Seçilen metin:
06 Mayıs 2024

“Beko, tüketicinin nabzını çok doğru yakalayan bir marka”

18 yıldır Beko yetkili bayiliği yapan Melih Balaban, yeni jenerasyonun beyaz eşya satın alırken hem son teknolojiye sahip hem de dünya kaynaklarının etkin kullanımını gözeten yeşil ürünleri tercih ettiğini belirtiyor.
 
 
Koç Holding ile üniversite öğrencisiyken Arçelik’e stajyer olarak kabul edilmesiyle tanışan ve mezuniyeti sonrası yedi yıl boyunca satış temsilciliği ile Koç Topluluğu çatısı altında kalmaya devam eden Melih Balaban, günümüzde İzmir’in en stratejik iki noktasında iki adet Beko mağazasına sahip yetkili bayiliği yapıyor.
Kendisini; “Masanın her iki tarafını da deneyimlemiş şanslı bir Koç mensubu” olarak tanımlayan Melih Balaban ile Beko markasının tüketicideki algısını, tüketicinin “karbon ayak izi, enerji verimliliği ve çevresel etki” hedefli ürünlere olan ilgisini ve önümüzdeki dönem hedeflerini konuştuk.

Kısa görev 1: Girdilerin ilk satırından "point(148, 15)" içeren satıra kadar, o satır da dahil, bütün satırları birebir kopyalayın. Resimleri yanıta almayın.
Söyleşiden sonra gelen girdilerin söyleşiyle hiçbir ilgisi yoktur.

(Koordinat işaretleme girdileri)

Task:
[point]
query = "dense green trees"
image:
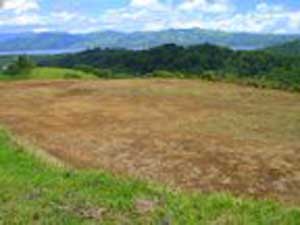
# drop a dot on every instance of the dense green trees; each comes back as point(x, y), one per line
point(203, 61)
point(23, 65)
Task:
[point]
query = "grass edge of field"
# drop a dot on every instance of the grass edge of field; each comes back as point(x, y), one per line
point(117, 196)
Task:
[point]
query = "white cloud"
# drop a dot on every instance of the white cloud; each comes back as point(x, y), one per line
point(19, 6)
point(216, 6)
point(148, 15)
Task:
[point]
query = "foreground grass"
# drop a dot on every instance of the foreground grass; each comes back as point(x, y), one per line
point(33, 192)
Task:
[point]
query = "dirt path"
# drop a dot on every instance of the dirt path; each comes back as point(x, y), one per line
point(204, 136)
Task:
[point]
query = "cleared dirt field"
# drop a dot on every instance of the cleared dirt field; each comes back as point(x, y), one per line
point(192, 134)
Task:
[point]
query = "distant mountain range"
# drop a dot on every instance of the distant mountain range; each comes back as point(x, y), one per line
point(139, 40)
point(288, 49)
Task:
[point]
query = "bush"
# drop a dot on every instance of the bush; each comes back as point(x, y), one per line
point(72, 76)
point(23, 65)
point(163, 74)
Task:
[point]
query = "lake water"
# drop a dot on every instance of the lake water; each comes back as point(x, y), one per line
point(40, 52)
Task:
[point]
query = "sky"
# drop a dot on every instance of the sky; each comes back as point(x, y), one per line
point(83, 16)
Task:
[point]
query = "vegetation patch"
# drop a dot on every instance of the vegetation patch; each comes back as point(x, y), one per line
point(33, 192)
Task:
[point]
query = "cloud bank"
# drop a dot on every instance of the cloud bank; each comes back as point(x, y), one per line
point(149, 15)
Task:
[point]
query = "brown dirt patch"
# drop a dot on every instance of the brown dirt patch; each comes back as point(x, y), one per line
point(196, 135)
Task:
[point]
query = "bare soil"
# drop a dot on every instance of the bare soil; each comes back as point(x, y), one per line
point(191, 134)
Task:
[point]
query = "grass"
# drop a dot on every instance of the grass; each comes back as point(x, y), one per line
point(48, 73)
point(34, 192)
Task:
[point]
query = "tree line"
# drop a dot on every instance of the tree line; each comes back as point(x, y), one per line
point(258, 68)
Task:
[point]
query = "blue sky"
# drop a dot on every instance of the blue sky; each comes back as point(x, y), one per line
point(81, 16)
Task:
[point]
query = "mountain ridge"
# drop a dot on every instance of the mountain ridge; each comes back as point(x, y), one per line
point(140, 40)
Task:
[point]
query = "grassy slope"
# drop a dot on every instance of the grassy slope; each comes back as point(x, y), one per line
point(33, 192)
point(51, 73)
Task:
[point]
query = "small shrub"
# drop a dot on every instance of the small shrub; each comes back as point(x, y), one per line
point(72, 76)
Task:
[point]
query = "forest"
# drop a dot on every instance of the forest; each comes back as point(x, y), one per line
point(257, 68)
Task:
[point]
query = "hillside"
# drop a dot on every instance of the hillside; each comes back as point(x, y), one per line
point(288, 49)
point(49, 74)
point(258, 68)
point(138, 40)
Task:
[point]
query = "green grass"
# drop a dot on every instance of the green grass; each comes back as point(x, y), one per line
point(48, 73)
point(35, 192)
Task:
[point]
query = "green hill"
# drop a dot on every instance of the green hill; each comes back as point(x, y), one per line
point(49, 73)
point(138, 40)
point(288, 49)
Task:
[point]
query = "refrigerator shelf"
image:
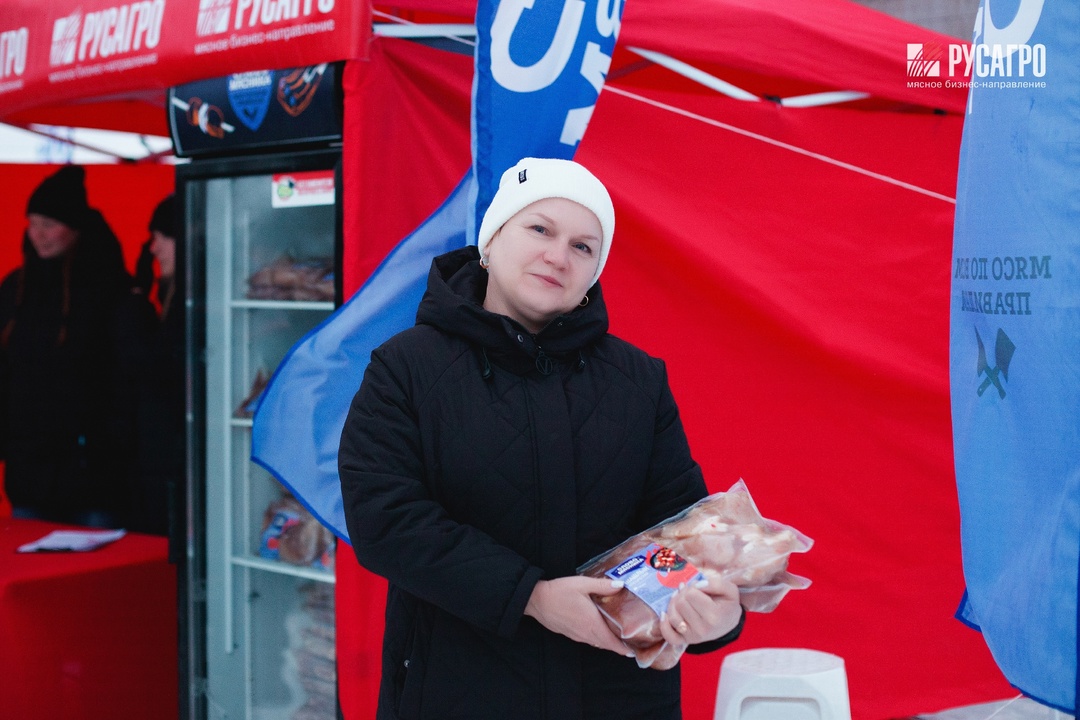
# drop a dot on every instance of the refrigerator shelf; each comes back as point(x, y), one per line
point(285, 569)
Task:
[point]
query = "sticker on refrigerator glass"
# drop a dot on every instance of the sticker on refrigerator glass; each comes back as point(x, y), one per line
point(302, 189)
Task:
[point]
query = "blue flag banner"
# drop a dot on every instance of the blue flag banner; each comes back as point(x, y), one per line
point(299, 419)
point(538, 72)
point(540, 66)
point(1014, 365)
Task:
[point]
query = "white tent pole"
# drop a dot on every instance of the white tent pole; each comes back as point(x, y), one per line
point(779, 144)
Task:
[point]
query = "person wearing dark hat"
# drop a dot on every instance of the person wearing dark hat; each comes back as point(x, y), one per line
point(498, 445)
point(160, 434)
point(70, 337)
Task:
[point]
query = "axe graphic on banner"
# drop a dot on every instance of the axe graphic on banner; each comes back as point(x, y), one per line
point(1003, 350)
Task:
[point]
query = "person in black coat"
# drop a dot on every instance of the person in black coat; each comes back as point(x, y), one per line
point(497, 446)
point(71, 331)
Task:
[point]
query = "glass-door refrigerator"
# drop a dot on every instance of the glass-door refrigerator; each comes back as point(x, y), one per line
point(261, 239)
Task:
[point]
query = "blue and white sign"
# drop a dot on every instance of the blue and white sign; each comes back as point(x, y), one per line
point(1014, 365)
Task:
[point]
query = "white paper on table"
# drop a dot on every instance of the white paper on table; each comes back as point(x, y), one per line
point(72, 540)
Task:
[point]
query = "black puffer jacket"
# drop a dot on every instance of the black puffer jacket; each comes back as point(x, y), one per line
point(476, 460)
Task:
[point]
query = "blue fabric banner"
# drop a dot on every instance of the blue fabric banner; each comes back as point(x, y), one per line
point(538, 73)
point(540, 66)
point(1014, 364)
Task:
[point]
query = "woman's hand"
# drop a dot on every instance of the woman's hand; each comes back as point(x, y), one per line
point(701, 612)
point(563, 606)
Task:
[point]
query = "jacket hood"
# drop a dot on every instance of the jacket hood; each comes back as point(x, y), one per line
point(454, 302)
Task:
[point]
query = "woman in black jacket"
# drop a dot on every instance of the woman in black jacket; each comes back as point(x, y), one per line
point(499, 444)
point(71, 335)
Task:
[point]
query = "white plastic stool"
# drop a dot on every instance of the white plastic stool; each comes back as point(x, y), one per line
point(782, 683)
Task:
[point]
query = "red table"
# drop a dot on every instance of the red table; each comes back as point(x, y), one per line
point(85, 636)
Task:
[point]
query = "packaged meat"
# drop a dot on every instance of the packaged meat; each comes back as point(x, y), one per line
point(721, 537)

Kısa görev 2: Beko bayisiyle yapılan söyleşide tırnak içinde verilen, ürünlerin hedeflediği unsurları sıralayın.

Doğru yanıt 1:
Task:
[point]
query = "dense green trees"
image:
# drop a dot on every instance of the dense green trees; each comes back as point(x, y), one per line
point(203, 61)
point(23, 65)
Task:
[point]
query = "grass edge of field"
# drop a dot on every instance of the grass edge of field; each comes back as point(x, y), one per line
point(117, 196)
Task:
[point]
query = "white cloud"
# drop a dot on every instance of the white cloud; each comes back as point(x, y), one per line
point(19, 6)
point(216, 6)
point(148, 15)

Doğru yanıt 2: karbon ayak izi, enerji verimliliği, çevresel etki